#### Do this:
Report each line in the listing below that contains the word "pixel", copying every such line in full.

#### Listed entries:
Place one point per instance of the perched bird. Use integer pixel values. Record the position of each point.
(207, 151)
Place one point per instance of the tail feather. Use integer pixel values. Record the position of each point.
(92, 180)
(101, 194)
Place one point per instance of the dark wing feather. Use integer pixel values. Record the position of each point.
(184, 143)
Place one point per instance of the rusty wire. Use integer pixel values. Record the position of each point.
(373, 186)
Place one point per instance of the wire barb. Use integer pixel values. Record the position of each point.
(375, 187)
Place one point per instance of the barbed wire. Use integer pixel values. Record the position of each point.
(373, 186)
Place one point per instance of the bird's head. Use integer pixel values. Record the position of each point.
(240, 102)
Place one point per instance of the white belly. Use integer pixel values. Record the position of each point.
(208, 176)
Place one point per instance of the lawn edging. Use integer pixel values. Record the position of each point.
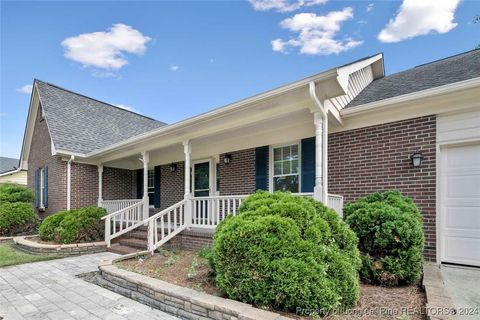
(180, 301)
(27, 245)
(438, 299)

--

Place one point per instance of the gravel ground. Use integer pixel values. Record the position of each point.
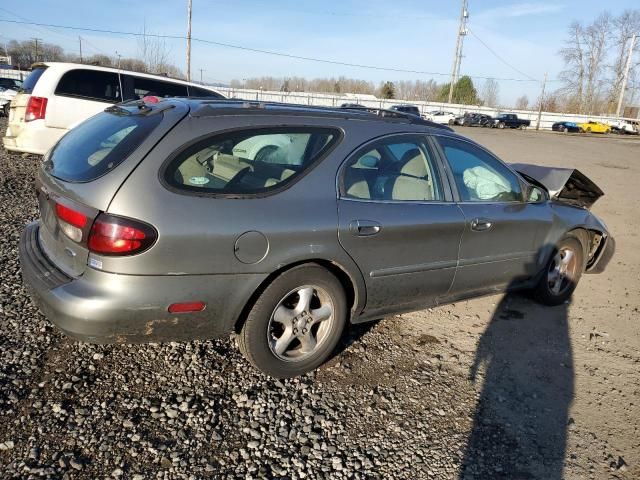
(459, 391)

#### Task result:
Place one point per instance of the perched bird. Use integer pixel values. Record the position of each point.
Place one point per instance of the tail feather. Use integer pixel values. Record the position of each point.
Place one point per instance of the dark wing feather. Use integer pixel values. Record the position of each point.
Place one point per instance of the rusty wire. Use integer pixel values. Record the position of each point.
Place one point per instance of the wire barb. Use integer pixel values. Record the position of each point.
Place one point per instance of the barbed wire. Use integer pixel values. Record the position of each point.
Place one point per instance of the bird's head. Use integer pixel values. Record the position of each point.
Place one point per instance of the white belly. Use integer pixel values. Record the position of each point.
Place one point per instance of the lawn edging. Use integer pixel values. Record the position of each point.
Place one point per instance of the gravel ground. Use integer pixel values. Record the position of each point.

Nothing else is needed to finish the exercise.